* START Page excerpt *
Painted German cross on Fokker Dr1 fabric : Baron Manfred von Richthofen, Geschwader 1, German Air Service

Place Europe: France, Picardie, Somme, Corbie Albert Area, Corbie
Accession Number RELAWM07570
Collection type Technology
Object type Aircraft component
Physical description Linen, Paint, Varnish; Cellulose Acetate
Maker Fokker Aeroplanbau
Place made Germany
Date made 1917
Conflict First World War, 1914-1918

A rough square of aircraft fabric featuring a black German Balkenkreuz bordered by white, all on a red painted background. The black cross and its white border are unevenly painted and do not match each other. There is evidence of multiple white and black paint coats, as there is with the red paint. The reverse of the fabric shows evidence of black, red and green paint and possibly dope. The fabric has been removed from the aircraft in a rough square shape approximating the Balkenkreuz, but has cut though the lower end of one of the crosses. The approximate centreline of the Balkenkreuz coincides with a double folded sewn seam. This appears to be where the square of fabric has been repeatedly folded and is thus fragile at this point. Most of the paint is crazed or cracked. Thread count 22 threads/cm x 22 threads/cm.

It is clear that the Balkenkreuz has been applied 'in the field' over an existing Cross Pattee. The tips of the latter are clearly visible. This would have been done in early April 1918, when the German Air force transitioned from the Cross Pattee to the Balkankreuz. This is a good example of a palimpsest - an item that has been re-worked or over-written to serve another purpose.

History / Summary

This square of fabric was recovered from von Richthofen's crashed triplane a few minutes after the crash by Lieutenant George M Travers, MC, 49 Battalion. He related his account of events for Smith's Weekly on August 25 1934, with the narrative commencing from the point where he was lying on Corbie Hill with a pair of binoculars, watching two planes approach from 2-3 miles (about 5 kilometres) away. One was Lt Wilfred May's Sopwith Camel - the other Richthofen's Fokker Triplane.
* END Page excerpt *
* START Data extract *
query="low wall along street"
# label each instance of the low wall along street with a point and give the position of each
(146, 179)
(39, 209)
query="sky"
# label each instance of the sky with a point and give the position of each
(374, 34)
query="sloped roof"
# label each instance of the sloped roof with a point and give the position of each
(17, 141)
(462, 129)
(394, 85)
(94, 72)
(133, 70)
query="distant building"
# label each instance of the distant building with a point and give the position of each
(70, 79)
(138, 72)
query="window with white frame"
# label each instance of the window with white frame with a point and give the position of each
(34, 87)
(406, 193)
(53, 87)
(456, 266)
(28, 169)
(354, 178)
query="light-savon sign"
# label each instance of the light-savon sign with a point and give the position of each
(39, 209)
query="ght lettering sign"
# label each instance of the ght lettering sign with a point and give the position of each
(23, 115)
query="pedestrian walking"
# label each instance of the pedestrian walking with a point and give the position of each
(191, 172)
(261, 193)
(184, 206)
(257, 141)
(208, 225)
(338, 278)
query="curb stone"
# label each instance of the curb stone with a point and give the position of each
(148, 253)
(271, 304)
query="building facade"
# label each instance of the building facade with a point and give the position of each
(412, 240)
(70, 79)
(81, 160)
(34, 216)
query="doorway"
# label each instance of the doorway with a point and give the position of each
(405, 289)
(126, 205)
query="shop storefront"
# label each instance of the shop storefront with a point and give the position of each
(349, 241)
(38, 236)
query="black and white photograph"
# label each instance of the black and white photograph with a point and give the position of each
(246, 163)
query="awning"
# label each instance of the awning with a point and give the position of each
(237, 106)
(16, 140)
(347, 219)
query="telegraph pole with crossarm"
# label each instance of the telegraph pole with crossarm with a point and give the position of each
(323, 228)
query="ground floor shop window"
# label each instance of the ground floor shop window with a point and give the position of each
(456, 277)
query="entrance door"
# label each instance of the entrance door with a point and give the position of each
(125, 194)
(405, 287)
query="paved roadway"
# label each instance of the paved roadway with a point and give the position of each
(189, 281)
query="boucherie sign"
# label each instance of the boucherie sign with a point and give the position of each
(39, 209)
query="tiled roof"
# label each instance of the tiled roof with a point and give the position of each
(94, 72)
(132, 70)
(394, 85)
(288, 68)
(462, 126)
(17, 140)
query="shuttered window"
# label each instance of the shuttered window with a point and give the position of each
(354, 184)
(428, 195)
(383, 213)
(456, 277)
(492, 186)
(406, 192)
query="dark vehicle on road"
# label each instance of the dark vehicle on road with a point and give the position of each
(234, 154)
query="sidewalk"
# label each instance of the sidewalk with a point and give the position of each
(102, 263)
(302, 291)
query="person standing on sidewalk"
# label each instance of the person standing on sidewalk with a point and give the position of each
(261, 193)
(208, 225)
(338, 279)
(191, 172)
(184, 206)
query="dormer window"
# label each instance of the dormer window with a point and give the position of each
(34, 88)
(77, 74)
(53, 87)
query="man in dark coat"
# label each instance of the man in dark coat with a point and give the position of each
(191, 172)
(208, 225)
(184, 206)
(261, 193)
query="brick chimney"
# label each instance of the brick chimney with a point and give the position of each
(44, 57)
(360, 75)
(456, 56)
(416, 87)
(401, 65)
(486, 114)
* END Data extract *
Work instructions:
**1.** Translate this sentence from the catalogue entry on the Fokker Dr1 fabric into Spanish: "The black cross and its white border are unevenly painted and do not match each other."
**2.** Write out the part of the catalogue entry on the Fokker Dr1 fabric that opens with the words containing "A rough square of" and closes with "x 22 threads/cm.".
**3.** Extend the catalogue entry on the Fokker Dr1 fabric from the point where it stops.

Answers to the problems:
**1.** La cruz negra y su borde blanco están pintados de forma desigual y no coinciden entre sí.

**2.**
A rough square of aircraft fabric featuring a black German Balkenkreuz bordered by white, all on a red painted background. The black cross and its white border are unevenly painted and do not match each other. There is evidence of multiple white and black paint coats, as there is with the red paint. The reverse of the fabric shows evidence of black, red and green paint and possibly dope. The fabric has been removed from the aircraft in a rough square shape approximating the Balkenkreuz, but has cut though the lower end of one of the crosses. The approximate centreline of the Balkenkreuz coincides with a double folded sewn seam. This appears to be where the square of fabric has been repeatedly folded and is thus fragile at this point. Most of the paint is crazed or cracked. Thread count 22 threads/cm x 22 threads/cm.

**3.**
"My runner, Private Webber, was with me and I had the two planes in view, coming straight towards us, for 2 or 3 miles. They came straight along the line of the Somme to Corbie Hill. Richthofen was very close to the tail of the other plane and firing at it when he was within a few hundred yards of us.

"Just then a machine gun down below us fired three of four bursts and Richthofen's plane seemed to turn on its side, right itself again, then swerve sharply to the right and swoop gradually to the ground, landing about half a mile away.

"The first three to reach the plane were Captain Cruickshank, Staff Captain of the 11th Brigade, my runner and myself. Cruickshank took charge of things and carried a few papers and a gold watch back to Brigade headquarters. Richthofen was identified by an inscription on the watch.

"I don't suppose anyone can be 'shot at dawn' after fifteen years or more for admitting to going souvenir-hunting. I got one of the big black crosses, about 4 ft by 4 ft, painted on the red paint which was over the fabric of his plane. This cross I wrapped up and put in my valise.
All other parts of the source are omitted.